▸ Prompt:
The expected output is every line below, reproduced exactly.
[Exercise inputs]
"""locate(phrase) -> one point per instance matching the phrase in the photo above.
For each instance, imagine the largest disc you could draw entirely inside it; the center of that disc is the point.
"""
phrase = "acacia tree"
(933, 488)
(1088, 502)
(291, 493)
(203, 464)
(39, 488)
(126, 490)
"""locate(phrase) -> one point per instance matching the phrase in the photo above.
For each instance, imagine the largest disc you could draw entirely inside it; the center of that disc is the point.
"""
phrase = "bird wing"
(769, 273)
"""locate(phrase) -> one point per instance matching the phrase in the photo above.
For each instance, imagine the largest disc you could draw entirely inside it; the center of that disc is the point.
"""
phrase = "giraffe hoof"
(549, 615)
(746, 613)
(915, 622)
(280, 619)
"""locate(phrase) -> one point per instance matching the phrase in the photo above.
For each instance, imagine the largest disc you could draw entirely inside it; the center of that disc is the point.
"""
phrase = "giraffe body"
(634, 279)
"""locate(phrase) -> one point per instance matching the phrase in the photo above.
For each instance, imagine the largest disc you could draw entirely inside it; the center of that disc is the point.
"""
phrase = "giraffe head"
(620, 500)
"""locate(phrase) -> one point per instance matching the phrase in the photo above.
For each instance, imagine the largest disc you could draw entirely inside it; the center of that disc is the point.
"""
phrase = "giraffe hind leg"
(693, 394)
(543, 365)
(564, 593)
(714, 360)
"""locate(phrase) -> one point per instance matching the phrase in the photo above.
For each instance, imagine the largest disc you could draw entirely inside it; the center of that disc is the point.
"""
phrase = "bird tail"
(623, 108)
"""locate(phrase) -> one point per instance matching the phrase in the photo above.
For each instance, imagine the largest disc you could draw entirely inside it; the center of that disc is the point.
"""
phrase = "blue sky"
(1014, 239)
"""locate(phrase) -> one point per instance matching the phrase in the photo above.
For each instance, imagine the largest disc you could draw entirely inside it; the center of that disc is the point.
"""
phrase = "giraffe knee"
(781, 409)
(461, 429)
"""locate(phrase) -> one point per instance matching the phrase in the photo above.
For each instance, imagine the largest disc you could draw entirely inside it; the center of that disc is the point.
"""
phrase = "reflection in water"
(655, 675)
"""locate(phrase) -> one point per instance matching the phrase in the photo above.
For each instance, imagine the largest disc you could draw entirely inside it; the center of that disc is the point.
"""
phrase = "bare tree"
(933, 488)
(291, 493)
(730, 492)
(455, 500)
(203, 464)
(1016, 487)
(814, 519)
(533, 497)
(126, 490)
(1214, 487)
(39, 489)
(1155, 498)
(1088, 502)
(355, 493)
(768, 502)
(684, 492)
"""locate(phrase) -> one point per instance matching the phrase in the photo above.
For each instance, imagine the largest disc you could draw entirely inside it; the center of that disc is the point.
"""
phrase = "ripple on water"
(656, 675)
[/Exercise inputs]
▸ Solution for this exercise:
"""locate(phrase) -> one point per instance matching the phrase in the photo above.
For each instance, imagine the largest disc you could draw entirely inside it; the center of that disc is the point.
"""
phrase = "acacia tree"
(933, 488)
(1088, 502)
(291, 493)
(203, 464)
(39, 488)
(126, 490)
"""locate(phrase) -> one point per instance matching the phrase in the photo above.
For each instance, imagine the largest disc you could draw entirely inside it; the center of that disc is the point.
"""
phrase = "bird wing"
(769, 273)
"""locate(phrase) -> one point per instance matching the phrase in the photo above.
For each instance, imagine the largest disc you could draw entirely inside it; the center of that disc is the point.
"""
phrase = "giraffe hoof"
(549, 615)
(746, 613)
(915, 622)
(280, 619)
"""locate(phrase) -> one point per instance matching the phrase in the photo above.
For each instance, imagine the largest disc you could draw entirely inside it; the center of that disc is the point.
"""
phrase = "giraffe body"
(634, 279)
"""locate(phrase) -> one point per instance matching the phrase in the photo above.
For each instance, imagine the largest disc you could draw entirely inside it; the center of that disc is the point.
"""
phrase = "giraffe head"
(620, 500)
"""locate(phrase) -> one point per instance matching the phrase in the photo above.
For each instance, imagine the largest disc you could draw entirely inside it; the center of that disc is the point.
"""
phrase = "giraffe hind leg"
(693, 394)
(543, 365)
(564, 593)
(714, 360)
"""locate(phrase) -> one point per instance matching the phrase in the photo above.
For each instance, imagine the largest disc you could draw entirely inside it; the center of that disc is the point.
"""
phrase = "bird tail"
(623, 108)
"""locate(phrase) -> one point per instance matching the phrase in the photo above.
For each instance, imagine the largest disc you could draw entirely inside it; the center of that disc is the point.
"""
phrase = "blue sky"
(1014, 239)
"""locate(phrase) -> one point per instance matching the phrase in the photo above.
For each instance, imagine the largest disc you could draw entirely inside it; the center of that disc is the point.
"""
phrase = "giraffe knee"
(781, 409)
(461, 429)
"""locate(phrase) -> one point per instance matching the phrase in the photo above.
For each instance, imagine the largest disc you could draw entirely inside it; the center of that disc is the point.
"""
phrase = "reflection in water"
(655, 675)
"""locate(phrase) -> one point per instance matching the phrase in the photo above.
For each instance, imagine the largest disc you could draw entirely inside it; the center of that disc is the point.
"""
phrase = "bare tree"
(933, 488)
(291, 493)
(730, 492)
(455, 500)
(203, 464)
(1016, 487)
(814, 519)
(533, 497)
(126, 490)
(1214, 487)
(39, 489)
(1155, 498)
(1088, 502)
(355, 493)
(768, 502)
(684, 492)
"""locate(phrase) -> one point per instance matching the phrase in the photo above.
For each instance, imagine the largest disc you could draw entirely inside it; the center of that disc is the point.
"""
phrase = "ripple on water"
(656, 675)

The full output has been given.